Reproduce, word for word, the stretch of the passage on contacting single molecules from "One of the biggest" through "place exchange reaction.".

**EXCERPTED TEXT**:
————

One of the biggest problems with measuring on single molecules is to establish reproducible electrical contact with only one molecule and doing so without shortcutting the electrodes. Because the current photolithographic technology is unable to produce electrode gaps small enough to contact both ends of the molecules tested (in the order of nanometers), alternative strategies are used. These include molecular-sized gaps called break junctions, in which a thin electrode is stretched until it breaks. One of the ways to overcome the gap size issue is by trapping molecular functionalized nanoparticles (internanoparticle spacing is matchable to the size of molecules), and later target the molecule by place exchange reaction.

Another method is to use the tip of a scanning tunneling microscope (STM) to contact molecules adhered at the other end to a metal substrate. Another popular way to anchor molecules to the electrodes is to make use of sulfur's high chemical affinity to gold; though useful, the anchoring is non-specific and thus anchors the molecules randomly to all gold surfaces, and the contact resistance is highly dependent on the precise atomic geometry around the site of anchoring and thereby inherently compromises the reproducibility of the connection. To circumvent the latter issue, experiments have shown that fullerenes could be a good candidate for use instead of sulfur because of the large conjugated π-system that can electrically contact many more atoms at once than a single atom of sulfur.

————

**RECORDED DATA**:
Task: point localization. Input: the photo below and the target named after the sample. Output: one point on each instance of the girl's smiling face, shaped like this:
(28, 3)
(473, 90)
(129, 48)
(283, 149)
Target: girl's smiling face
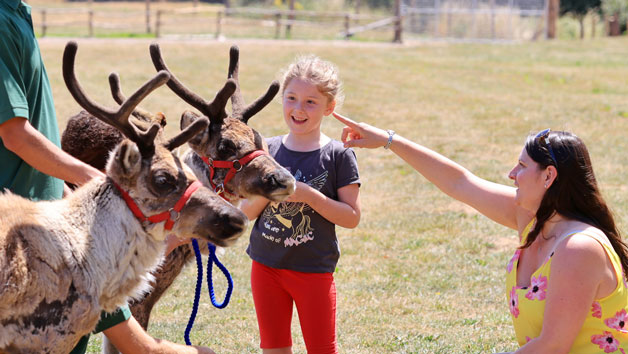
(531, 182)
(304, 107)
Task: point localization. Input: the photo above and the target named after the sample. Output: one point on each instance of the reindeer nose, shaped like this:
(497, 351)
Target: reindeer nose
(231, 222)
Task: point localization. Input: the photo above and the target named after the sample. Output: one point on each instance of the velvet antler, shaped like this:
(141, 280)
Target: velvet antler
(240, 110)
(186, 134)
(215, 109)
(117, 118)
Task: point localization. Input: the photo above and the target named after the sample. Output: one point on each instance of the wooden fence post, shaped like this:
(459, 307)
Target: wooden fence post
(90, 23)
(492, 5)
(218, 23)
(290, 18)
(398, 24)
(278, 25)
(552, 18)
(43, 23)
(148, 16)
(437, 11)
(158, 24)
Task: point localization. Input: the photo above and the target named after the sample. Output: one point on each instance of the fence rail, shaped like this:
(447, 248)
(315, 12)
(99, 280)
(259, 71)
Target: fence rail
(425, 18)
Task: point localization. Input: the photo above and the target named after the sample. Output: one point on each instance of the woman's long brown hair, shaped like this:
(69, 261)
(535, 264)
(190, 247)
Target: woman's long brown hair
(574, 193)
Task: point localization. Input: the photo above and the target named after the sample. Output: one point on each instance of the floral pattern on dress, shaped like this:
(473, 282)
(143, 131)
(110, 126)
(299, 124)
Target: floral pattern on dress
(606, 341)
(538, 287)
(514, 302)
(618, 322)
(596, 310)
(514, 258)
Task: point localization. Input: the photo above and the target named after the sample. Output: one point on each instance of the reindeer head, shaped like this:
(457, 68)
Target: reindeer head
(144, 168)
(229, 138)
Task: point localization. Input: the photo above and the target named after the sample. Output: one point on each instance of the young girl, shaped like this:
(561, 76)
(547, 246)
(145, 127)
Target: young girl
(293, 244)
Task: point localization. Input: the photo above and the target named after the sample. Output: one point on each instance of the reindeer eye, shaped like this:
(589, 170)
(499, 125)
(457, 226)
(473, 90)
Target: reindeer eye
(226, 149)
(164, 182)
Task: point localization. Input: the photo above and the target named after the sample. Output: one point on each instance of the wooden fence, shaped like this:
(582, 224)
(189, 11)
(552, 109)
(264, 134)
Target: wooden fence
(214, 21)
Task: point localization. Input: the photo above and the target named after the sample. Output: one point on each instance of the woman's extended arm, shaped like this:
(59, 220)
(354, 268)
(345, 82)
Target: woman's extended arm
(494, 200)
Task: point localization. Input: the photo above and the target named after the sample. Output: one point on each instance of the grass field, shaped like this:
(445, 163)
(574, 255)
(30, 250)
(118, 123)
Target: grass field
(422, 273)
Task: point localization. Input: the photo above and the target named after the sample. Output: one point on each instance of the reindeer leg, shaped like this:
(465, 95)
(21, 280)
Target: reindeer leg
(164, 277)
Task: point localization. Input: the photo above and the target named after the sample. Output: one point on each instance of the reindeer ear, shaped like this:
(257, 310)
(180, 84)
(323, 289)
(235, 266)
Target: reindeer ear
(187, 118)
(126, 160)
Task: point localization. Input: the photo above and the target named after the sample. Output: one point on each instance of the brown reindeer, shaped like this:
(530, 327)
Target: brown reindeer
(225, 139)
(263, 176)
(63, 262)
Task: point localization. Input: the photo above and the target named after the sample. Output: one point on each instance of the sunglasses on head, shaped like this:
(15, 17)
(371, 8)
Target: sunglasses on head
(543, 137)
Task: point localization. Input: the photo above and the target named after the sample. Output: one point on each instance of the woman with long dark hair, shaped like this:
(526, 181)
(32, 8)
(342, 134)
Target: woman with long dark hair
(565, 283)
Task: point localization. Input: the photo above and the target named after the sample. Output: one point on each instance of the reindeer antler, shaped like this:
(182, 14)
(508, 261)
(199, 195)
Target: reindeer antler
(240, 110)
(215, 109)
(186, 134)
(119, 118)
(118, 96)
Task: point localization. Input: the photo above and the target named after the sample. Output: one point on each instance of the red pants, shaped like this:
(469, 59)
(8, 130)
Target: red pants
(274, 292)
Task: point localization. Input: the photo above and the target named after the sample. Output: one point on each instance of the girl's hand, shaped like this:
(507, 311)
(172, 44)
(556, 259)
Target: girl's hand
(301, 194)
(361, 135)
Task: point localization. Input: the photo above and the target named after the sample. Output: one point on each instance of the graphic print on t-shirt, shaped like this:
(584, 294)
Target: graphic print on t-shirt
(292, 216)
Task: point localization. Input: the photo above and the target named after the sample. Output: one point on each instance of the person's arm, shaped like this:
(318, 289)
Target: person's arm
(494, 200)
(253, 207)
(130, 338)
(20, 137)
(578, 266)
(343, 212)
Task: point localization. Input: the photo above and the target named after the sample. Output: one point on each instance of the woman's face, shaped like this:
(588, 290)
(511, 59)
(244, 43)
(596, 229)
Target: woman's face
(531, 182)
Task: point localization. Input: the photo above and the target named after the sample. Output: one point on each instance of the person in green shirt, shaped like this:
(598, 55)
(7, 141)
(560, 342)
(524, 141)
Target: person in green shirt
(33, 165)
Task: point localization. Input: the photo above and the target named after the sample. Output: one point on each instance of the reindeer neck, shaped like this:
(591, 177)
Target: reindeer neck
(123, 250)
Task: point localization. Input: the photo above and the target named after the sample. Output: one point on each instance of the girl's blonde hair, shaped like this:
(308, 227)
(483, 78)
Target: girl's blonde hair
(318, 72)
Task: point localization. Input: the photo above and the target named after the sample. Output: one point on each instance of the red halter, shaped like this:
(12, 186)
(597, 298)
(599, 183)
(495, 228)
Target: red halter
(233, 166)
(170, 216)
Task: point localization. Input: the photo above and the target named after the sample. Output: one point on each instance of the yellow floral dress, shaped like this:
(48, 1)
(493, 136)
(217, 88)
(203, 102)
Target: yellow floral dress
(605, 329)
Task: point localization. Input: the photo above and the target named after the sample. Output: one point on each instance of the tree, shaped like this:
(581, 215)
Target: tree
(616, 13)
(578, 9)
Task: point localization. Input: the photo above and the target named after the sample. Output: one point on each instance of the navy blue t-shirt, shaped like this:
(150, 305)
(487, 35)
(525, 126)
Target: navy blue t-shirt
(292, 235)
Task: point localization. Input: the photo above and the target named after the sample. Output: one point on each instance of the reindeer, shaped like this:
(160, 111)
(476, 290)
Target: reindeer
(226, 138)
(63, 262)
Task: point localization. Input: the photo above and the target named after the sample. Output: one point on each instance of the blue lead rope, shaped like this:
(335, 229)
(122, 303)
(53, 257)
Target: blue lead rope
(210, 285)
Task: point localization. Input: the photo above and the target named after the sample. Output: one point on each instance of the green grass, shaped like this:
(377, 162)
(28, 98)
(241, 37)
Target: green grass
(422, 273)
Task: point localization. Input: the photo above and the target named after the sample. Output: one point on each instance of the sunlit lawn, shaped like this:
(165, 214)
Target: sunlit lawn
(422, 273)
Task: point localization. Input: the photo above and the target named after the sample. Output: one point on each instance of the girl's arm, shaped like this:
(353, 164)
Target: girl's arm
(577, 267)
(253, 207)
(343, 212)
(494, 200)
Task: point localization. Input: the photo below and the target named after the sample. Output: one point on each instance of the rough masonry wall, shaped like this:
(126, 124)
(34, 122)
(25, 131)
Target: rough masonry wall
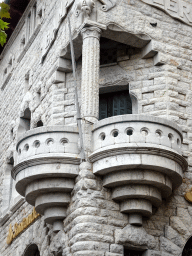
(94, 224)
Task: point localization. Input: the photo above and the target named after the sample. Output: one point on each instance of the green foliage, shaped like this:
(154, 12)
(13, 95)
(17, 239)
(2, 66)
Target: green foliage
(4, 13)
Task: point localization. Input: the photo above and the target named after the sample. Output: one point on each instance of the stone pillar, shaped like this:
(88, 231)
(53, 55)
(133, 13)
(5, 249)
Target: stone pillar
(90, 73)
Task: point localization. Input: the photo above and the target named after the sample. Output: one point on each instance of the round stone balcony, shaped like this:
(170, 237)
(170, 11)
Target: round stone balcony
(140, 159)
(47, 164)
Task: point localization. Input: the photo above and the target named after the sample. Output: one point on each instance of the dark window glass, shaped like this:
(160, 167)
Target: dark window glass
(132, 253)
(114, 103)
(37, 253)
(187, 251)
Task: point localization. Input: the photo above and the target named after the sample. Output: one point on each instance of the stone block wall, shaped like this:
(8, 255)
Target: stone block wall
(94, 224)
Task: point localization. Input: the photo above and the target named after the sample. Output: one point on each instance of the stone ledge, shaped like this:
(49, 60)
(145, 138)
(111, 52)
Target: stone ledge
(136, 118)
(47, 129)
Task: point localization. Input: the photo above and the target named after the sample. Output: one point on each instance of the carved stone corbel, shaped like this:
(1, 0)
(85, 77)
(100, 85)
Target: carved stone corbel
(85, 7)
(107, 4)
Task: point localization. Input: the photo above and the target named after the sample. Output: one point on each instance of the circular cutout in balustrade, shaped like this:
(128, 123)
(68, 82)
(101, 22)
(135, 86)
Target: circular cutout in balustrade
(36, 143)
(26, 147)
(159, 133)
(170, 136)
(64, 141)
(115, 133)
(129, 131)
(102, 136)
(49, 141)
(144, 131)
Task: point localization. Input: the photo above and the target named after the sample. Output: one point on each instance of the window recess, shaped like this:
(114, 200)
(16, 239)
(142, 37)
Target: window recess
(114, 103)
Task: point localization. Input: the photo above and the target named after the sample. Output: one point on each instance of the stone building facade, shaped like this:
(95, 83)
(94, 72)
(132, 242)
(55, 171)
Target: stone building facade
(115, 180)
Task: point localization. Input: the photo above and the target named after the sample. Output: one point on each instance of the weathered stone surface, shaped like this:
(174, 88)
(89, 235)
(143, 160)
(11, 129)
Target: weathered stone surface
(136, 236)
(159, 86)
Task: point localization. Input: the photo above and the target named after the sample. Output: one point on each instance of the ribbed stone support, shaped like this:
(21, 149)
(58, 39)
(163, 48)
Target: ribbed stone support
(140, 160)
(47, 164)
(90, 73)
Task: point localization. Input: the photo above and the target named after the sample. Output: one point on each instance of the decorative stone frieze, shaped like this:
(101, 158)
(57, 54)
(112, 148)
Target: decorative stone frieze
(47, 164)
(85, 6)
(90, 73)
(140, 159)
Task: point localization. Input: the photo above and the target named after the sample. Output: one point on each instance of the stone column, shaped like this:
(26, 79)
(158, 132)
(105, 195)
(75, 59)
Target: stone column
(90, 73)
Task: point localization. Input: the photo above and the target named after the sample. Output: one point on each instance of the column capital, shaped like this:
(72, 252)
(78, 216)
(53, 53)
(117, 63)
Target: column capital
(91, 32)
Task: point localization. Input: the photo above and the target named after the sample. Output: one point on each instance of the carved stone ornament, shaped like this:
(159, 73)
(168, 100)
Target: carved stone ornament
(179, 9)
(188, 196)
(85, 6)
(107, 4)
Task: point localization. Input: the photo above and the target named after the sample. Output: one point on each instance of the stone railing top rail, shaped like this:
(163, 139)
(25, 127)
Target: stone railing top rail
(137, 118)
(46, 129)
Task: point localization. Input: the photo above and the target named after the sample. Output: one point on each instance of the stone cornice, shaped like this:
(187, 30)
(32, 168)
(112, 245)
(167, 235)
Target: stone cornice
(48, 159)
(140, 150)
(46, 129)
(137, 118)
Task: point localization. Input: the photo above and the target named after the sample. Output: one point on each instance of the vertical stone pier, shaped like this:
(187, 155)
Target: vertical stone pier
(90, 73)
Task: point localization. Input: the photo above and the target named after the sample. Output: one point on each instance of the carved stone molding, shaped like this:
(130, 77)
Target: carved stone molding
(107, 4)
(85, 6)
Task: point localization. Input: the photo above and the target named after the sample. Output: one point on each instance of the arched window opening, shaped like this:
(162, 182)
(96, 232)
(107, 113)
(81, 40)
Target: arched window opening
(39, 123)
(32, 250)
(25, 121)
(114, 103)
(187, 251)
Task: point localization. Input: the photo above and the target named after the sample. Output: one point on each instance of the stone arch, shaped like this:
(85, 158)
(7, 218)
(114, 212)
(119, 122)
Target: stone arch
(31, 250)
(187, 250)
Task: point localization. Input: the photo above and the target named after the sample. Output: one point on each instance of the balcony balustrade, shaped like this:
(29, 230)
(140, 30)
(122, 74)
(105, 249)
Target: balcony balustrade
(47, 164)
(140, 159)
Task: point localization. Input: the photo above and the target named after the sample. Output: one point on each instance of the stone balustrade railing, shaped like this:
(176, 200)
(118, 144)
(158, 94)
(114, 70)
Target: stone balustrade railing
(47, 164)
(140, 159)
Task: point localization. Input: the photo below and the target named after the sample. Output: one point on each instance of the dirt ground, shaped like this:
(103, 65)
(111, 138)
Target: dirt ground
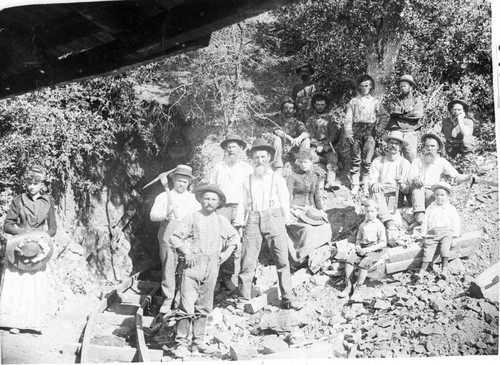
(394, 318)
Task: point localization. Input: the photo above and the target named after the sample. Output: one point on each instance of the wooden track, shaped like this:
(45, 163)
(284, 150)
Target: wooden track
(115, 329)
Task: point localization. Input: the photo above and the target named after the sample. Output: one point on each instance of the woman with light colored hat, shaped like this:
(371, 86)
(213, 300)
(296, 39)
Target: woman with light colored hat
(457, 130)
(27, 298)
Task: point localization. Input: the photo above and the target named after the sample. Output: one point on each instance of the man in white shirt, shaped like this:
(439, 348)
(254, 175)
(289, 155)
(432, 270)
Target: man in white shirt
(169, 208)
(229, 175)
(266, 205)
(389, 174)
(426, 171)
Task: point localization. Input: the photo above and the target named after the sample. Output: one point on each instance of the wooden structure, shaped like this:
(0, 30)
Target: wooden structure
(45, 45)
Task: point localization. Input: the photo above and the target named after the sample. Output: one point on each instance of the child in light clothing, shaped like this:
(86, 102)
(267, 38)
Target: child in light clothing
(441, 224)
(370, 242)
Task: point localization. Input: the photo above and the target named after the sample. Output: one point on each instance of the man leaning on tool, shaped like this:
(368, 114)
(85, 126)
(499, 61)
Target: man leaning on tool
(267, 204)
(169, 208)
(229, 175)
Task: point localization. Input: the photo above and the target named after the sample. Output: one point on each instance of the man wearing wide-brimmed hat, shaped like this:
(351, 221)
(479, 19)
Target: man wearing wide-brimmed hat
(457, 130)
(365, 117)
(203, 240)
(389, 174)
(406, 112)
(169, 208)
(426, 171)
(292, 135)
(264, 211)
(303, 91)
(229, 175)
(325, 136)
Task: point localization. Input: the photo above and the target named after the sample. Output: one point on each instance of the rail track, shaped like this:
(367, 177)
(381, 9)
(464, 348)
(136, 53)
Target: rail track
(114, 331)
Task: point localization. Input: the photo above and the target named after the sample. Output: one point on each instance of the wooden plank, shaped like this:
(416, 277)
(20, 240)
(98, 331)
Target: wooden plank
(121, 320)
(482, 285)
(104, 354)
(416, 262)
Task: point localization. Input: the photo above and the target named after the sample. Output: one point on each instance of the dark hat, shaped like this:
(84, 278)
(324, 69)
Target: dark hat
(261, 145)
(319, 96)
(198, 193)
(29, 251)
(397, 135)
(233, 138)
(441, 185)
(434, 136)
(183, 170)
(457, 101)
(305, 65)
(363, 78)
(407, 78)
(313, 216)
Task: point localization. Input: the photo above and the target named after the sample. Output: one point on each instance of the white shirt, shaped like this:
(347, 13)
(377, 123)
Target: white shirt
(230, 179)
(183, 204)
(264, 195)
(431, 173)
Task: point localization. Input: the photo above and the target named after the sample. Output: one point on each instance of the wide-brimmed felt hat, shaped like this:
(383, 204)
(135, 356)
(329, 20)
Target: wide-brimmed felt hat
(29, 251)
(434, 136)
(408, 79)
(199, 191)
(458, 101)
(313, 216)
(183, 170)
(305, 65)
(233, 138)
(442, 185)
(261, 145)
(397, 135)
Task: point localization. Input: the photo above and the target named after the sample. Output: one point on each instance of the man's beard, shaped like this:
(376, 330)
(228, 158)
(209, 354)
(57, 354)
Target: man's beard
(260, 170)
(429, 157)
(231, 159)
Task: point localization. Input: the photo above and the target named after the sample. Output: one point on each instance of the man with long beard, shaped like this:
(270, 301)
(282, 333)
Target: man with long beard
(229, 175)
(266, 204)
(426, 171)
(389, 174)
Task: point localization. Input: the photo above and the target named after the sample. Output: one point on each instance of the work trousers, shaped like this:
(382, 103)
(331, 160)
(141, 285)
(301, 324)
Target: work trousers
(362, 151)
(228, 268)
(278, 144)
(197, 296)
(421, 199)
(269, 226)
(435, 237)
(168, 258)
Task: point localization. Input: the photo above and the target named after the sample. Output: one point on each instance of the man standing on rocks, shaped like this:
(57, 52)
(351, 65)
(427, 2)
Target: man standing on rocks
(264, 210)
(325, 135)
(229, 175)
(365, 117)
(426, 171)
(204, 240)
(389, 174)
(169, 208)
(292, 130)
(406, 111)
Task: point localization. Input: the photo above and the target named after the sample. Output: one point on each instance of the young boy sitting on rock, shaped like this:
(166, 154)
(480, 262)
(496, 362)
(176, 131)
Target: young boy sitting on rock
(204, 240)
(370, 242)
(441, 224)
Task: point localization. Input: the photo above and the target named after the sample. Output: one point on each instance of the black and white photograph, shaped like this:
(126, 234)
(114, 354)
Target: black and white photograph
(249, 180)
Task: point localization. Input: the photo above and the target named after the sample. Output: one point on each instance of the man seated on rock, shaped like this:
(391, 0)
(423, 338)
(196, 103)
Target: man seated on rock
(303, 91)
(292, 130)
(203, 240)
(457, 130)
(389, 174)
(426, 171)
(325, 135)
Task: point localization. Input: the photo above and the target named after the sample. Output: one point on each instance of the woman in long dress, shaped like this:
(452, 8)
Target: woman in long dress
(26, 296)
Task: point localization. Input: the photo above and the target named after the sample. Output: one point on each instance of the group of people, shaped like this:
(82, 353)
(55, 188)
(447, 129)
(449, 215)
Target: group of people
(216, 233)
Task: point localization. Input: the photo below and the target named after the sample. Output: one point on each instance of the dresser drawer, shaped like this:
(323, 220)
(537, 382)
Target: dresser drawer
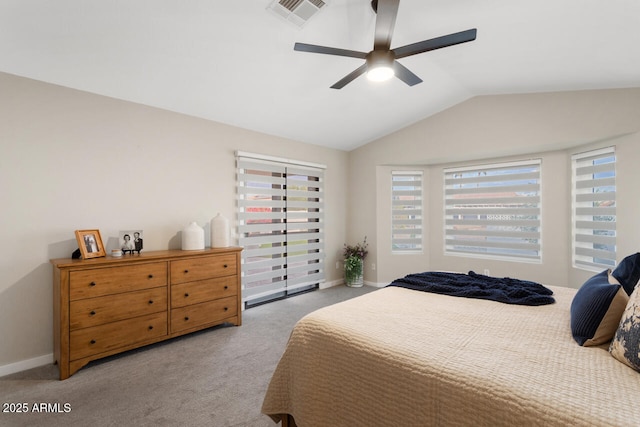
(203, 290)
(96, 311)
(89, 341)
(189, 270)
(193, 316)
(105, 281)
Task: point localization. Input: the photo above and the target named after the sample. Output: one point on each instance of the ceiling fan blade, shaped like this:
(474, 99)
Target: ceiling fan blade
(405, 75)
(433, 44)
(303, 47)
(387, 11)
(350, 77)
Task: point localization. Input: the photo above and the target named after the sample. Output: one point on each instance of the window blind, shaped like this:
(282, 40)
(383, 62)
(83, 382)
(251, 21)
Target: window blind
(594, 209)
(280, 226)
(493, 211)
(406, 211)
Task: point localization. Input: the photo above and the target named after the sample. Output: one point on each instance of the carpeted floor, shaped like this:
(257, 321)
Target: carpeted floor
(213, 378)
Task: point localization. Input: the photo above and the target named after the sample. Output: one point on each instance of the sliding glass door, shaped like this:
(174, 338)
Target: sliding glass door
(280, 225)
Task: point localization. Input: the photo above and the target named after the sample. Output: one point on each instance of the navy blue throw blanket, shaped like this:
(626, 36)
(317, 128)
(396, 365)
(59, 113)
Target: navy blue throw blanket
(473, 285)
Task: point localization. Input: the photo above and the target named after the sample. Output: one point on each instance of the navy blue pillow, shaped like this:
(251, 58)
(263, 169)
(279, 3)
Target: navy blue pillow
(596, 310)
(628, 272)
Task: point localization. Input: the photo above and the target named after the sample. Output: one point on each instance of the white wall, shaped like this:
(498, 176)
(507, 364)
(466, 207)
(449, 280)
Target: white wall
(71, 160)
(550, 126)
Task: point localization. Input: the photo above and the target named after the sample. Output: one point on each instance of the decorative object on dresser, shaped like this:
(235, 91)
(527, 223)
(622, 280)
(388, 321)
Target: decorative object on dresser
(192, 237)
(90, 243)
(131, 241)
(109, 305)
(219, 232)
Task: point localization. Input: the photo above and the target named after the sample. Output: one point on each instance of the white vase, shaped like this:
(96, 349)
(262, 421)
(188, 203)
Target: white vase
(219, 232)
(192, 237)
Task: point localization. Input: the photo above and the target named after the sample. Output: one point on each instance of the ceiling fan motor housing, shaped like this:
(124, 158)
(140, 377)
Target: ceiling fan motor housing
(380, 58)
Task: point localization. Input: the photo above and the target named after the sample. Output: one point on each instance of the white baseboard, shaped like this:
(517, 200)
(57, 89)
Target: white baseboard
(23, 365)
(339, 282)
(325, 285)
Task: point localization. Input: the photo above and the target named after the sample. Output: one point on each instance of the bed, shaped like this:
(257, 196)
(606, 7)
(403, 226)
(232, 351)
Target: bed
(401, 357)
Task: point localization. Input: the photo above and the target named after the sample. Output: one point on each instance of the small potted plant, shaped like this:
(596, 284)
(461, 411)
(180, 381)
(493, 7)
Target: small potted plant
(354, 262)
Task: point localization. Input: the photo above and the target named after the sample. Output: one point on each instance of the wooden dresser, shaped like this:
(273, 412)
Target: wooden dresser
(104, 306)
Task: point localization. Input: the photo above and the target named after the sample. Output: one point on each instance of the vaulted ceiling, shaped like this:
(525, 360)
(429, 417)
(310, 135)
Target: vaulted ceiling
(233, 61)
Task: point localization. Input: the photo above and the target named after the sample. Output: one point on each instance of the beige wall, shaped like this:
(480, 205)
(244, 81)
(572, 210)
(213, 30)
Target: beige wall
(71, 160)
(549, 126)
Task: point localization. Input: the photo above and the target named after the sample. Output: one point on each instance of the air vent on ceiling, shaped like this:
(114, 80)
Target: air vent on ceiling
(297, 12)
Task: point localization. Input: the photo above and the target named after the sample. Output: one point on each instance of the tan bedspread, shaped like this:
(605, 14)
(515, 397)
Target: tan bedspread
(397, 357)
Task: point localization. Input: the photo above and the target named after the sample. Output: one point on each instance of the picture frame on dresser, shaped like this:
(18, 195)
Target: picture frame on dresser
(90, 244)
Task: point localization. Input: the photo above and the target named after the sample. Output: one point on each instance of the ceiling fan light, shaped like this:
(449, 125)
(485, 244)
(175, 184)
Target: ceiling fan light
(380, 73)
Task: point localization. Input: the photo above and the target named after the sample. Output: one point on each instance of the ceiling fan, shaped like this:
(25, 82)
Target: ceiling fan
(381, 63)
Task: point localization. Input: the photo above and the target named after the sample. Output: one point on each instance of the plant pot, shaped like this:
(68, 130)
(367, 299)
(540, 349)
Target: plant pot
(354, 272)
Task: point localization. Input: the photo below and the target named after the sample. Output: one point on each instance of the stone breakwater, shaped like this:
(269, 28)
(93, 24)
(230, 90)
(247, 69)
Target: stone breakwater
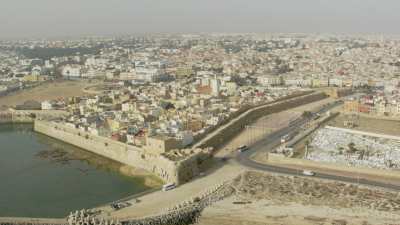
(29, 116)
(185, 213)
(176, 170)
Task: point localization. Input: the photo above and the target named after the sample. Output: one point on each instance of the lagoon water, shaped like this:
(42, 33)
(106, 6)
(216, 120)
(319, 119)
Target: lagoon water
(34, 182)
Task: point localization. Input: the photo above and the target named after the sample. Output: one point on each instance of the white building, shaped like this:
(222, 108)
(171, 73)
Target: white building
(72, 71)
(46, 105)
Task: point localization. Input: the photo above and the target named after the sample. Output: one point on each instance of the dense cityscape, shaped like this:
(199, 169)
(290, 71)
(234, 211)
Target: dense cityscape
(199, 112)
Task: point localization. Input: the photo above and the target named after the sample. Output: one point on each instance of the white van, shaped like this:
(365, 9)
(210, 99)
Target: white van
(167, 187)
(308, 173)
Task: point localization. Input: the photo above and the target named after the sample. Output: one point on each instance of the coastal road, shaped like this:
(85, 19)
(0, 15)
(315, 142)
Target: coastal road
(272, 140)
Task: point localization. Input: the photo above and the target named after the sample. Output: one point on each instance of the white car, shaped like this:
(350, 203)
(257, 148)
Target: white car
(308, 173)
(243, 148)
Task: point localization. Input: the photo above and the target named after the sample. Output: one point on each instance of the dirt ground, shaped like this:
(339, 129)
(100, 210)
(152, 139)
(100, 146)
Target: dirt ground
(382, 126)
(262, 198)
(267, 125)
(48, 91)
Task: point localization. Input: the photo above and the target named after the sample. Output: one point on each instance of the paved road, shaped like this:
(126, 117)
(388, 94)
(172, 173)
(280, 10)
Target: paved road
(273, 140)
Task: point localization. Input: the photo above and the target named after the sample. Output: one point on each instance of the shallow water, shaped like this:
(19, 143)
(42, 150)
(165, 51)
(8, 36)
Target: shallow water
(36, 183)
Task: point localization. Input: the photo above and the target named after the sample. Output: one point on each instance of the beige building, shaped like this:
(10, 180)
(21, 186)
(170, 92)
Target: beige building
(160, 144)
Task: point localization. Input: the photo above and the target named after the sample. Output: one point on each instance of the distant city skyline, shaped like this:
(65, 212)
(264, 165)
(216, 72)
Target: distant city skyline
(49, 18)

————

**TASK RESULT**:
One of the biggest problems with measuring on single molecules is to establish reproducible electrical contact with only one molecule and doing so without shortcutting the electrodes. Because the current photolithographic technology is unable to produce electrode gaps small enough to contact both ends of the molecules tested (in the order of nanometers), alternative strategies are used. These include molecular-sized gaps called break junctions, in which a thin electrode is stretched until it breaks. One of the ways to overcome the gap size issue is by trapping molecular functionalized nanoparticles (internanoparticle spacing is matchable to the size of molecules), and later target the molecule by place exchange reaction.